Material shown START

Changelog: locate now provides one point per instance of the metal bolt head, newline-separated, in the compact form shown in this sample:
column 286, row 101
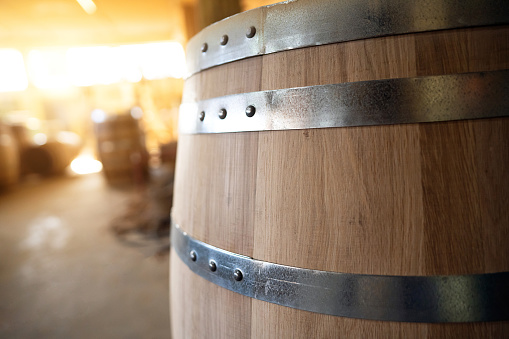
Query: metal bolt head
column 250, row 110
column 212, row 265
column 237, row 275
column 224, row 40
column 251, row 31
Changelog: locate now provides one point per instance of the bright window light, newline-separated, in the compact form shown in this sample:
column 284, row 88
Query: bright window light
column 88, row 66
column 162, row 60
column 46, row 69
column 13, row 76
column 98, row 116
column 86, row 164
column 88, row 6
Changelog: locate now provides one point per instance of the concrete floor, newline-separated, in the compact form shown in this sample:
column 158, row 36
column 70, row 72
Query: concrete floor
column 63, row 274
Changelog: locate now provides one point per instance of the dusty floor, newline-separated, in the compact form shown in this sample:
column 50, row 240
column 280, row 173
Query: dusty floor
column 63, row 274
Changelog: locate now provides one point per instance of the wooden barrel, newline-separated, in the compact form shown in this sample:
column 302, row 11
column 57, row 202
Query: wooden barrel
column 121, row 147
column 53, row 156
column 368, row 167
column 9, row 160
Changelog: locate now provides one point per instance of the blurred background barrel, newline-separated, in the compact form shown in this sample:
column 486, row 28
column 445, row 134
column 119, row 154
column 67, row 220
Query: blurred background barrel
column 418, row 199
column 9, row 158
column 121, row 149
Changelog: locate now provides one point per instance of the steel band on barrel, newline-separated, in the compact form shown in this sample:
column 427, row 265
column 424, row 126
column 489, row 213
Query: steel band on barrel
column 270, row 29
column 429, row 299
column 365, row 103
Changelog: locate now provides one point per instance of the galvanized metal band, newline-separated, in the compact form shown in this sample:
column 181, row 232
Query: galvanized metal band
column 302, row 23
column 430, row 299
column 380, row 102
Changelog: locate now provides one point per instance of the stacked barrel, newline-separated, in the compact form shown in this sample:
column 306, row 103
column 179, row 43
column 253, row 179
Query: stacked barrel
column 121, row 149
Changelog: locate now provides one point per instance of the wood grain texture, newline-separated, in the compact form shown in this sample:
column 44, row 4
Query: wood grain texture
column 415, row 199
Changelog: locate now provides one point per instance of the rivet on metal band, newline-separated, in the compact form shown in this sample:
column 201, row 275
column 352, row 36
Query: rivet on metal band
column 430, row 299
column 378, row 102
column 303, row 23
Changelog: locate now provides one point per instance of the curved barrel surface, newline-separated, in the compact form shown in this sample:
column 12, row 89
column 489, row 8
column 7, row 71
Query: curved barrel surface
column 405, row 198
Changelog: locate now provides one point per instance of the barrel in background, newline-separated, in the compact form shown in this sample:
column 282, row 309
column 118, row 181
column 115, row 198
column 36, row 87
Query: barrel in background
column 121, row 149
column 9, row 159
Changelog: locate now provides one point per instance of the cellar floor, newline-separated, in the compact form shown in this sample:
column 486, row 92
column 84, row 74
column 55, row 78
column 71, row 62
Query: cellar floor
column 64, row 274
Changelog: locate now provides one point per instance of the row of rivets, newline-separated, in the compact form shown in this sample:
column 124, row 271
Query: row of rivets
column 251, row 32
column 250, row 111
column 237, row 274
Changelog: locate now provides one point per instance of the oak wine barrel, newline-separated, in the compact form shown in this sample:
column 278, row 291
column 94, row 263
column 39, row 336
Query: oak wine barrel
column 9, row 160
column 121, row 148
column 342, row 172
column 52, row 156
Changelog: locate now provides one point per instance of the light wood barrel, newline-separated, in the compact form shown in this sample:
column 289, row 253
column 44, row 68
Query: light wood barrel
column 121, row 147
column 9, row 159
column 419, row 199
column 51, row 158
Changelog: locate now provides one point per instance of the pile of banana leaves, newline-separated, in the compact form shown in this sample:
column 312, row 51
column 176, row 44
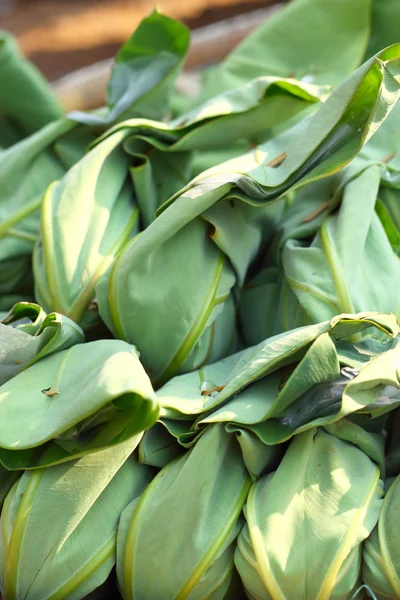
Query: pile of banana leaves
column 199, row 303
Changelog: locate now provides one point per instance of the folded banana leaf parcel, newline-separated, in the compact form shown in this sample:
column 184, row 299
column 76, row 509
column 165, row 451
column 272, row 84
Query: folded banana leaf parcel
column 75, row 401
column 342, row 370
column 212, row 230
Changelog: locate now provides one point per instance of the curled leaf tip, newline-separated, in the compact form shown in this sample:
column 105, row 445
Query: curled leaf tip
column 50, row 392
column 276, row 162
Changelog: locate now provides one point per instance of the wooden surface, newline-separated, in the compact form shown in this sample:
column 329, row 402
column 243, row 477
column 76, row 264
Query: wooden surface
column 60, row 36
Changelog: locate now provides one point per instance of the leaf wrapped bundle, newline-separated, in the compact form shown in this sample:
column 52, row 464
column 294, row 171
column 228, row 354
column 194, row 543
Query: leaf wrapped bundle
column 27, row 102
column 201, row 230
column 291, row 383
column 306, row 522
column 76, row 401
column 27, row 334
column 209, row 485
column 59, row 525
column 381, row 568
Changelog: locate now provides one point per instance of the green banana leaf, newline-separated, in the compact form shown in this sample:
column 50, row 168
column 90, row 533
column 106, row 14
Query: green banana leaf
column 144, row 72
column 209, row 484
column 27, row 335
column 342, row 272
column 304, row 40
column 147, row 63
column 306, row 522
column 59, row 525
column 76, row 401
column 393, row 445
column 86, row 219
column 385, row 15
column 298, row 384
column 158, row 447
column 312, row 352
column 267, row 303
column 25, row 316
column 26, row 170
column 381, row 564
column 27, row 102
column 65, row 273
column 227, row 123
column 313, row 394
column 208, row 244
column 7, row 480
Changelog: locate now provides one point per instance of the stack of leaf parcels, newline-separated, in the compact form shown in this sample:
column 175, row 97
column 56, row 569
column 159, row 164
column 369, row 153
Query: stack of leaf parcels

Material shown END

Directions: Your reply should consist of the data, transcribed exactly, and should hold no pictures.

Worked solution:
Changelog: locate now provides one point per instance of the metal bolt head, newline-separated, in the compact form shown in this sample:
column 286, row 101
Query: metal bolt head
column 250, row 110
column 212, row 265
column 237, row 275
column 224, row 40
column 251, row 31
Changelog: locate now provides one point per instance of the bright window light, newline-separated, in the compact form shown in this sample:
column 284, row 88
Query: bright window light
column 88, row 66
column 162, row 60
column 46, row 69
column 13, row 76
column 98, row 116
column 86, row 164
column 88, row 6
Changelog: locate now provides one point per instance of the concrete floor, newline-separated, in the compact form shown in this sample:
column 158, row 36
column 70, row 72
Query: concrete floor
column 63, row 274
Changelog: locate now provides one point per instance of the dusty floor, newline-separated, in the compact form shown in this sample:
column 50, row 240
column 280, row 173
Query: dusty floor
column 63, row 274
Changelog: locate now provides one point per instance of the wooden barrel, newline-separated, in the compact form shown in this sample:
column 302, row 11
column 57, row 202
Query: wooden barrel
column 121, row 147
column 53, row 156
column 368, row 167
column 9, row 160
Changelog: locate now provides one point per instance of the blurred background barrel, newline-separated, in the compact form shown in this sample:
column 486, row 28
column 445, row 134
column 119, row 154
column 67, row 220
Query: blurred background barrel
column 418, row 199
column 9, row 158
column 121, row 149
Changelog: locate now provides one point per instance of the steel band on barrel, newline-separated, in the compact form shown in this sample:
column 427, row 265
column 424, row 126
column 489, row 213
Query: steel band on barrel
column 270, row 29
column 429, row 299
column 365, row 103
Changelog: locate now provides one point per instance of the galvanized metal band, newline-separated, in the compact form shown in this sample:
column 181, row 232
Query: galvanized metal band
column 302, row 23
column 430, row 299
column 380, row 102
Changelog: locate now provides one point per instance of the stacked barrel, newline-separated, in the compact form shown in this sample:
column 306, row 103
column 179, row 43
column 253, row 179
Query: stacked barrel
column 121, row 149
Changelog: locate now provides one point per instance of the wood grain texture, newline-separated, in the compact form shown in this sample:
column 44, row 4
Query: wood grain texture
column 415, row 199
Changelog: locate now provides one point per instance of the rivet on metal band, newline-separated, in the compact form shown in this sample:
column 201, row 275
column 352, row 36
Query: rivet on metal band
column 430, row 299
column 378, row 102
column 303, row 23
Changelog: locate now provides one point per instance of the curved barrel surface, newline-separated, in the compact form shown in this sample:
column 12, row 89
column 489, row 8
column 7, row 71
Query: curved barrel surface
column 405, row 198
Changelog: locate now provides one point per instance of the barrel in background, newline-separated, in the compact form shown in this sample:
column 282, row 309
column 118, row 181
column 115, row 198
column 36, row 87
Query: barrel in background
column 121, row 149
column 9, row 159
Changelog: locate now provides one point per instance of the cellar floor, newline-separated, in the compact form shown in this sample:
column 486, row 92
column 84, row 74
column 55, row 78
column 71, row 62
Query: cellar floor
column 64, row 274
Changelog: locate now provides one point per instance of the row of rivets, newline-separated, in the compact form shown in this sample:
column 124, row 271
Query: row of rivets
column 251, row 32
column 250, row 111
column 237, row 274
Changelog: locate now provides one point per instance of the oak wine barrel, newline-separated, in the compact form shown in this sample:
column 278, row 291
column 94, row 263
column 39, row 336
Query: oak wine barrel
column 9, row 160
column 121, row 148
column 342, row 172
column 52, row 156
Changelog: locate now provides one point per instance of the light wood barrel, newline-separated, in the compact form shown in this sample:
column 289, row 253
column 44, row 68
Query: light wood barrel
column 121, row 147
column 9, row 159
column 419, row 199
column 51, row 158
Changelog: locate now provides one point per instance of the pile of banana leaves, newline-separated, in the compact form shown in this sample:
column 312, row 51
column 176, row 44
Query: pile of banana leaves
column 199, row 303
Changelog: locate now provides one point per instance of the folded banana leaf parcel, newline-separated, in the compact form shown in this sample:
column 184, row 299
column 76, row 509
column 165, row 451
column 272, row 84
Query: folded banana leaf parcel
column 75, row 401
column 342, row 370
column 212, row 230
Changelog: locate now provides one point per instance of the curled leaf tip, newline-separated, in the compact form shown in this sample:
column 105, row 445
Query: curled leaf tip
column 50, row 392
column 276, row 162
Changelog: locate now provides one point per instance of the wooden surface, newline-separated, in the compact form shown in this sample:
column 329, row 402
column 243, row 477
column 76, row 264
Query: wooden surface
column 60, row 36
Changelog: locate now provides one point per instance of the leaf wrapped bundle, newline-separated, in the compact form shown in this sample:
column 52, row 464
column 294, row 171
column 228, row 354
column 194, row 543
Query: leaf wrapped bundle
column 27, row 102
column 201, row 230
column 291, row 383
column 306, row 522
column 76, row 401
column 27, row 334
column 209, row 485
column 59, row 525
column 381, row 568
Changelog: locate now provides one point per instance of the green banana leaf, newline-separated, in the compact form shown in this sample:
column 50, row 168
column 90, row 533
column 106, row 14
Query: green banana leaf
column 144, row 72
column 209, row 484
column 27, row 335
column 342, row 272
column 304, row 40
column 147, row 63
column 306, row 522
column 59, row 525
column 76, row 401
column 393, row 445
column 86, row 219
column 385, row 15
column 298, row 384
column 158, row 447
column 312, row 352
column 267, row 303
column 25, row 316
column 26, row 170
column 381, row 564
column 27, row 102
column 65, row 273
column 227, row 123
column 313, row 394
column 208, row 244
column 7, row 480
Changelog: locate now provides one point per instance of the stack of leaf parcels, newline-separated, in the compact form shown in this sample:
column 175, row 97
column 56, row 569
column 159, row 164
column 369, row 153
Query: stack of leaf parcels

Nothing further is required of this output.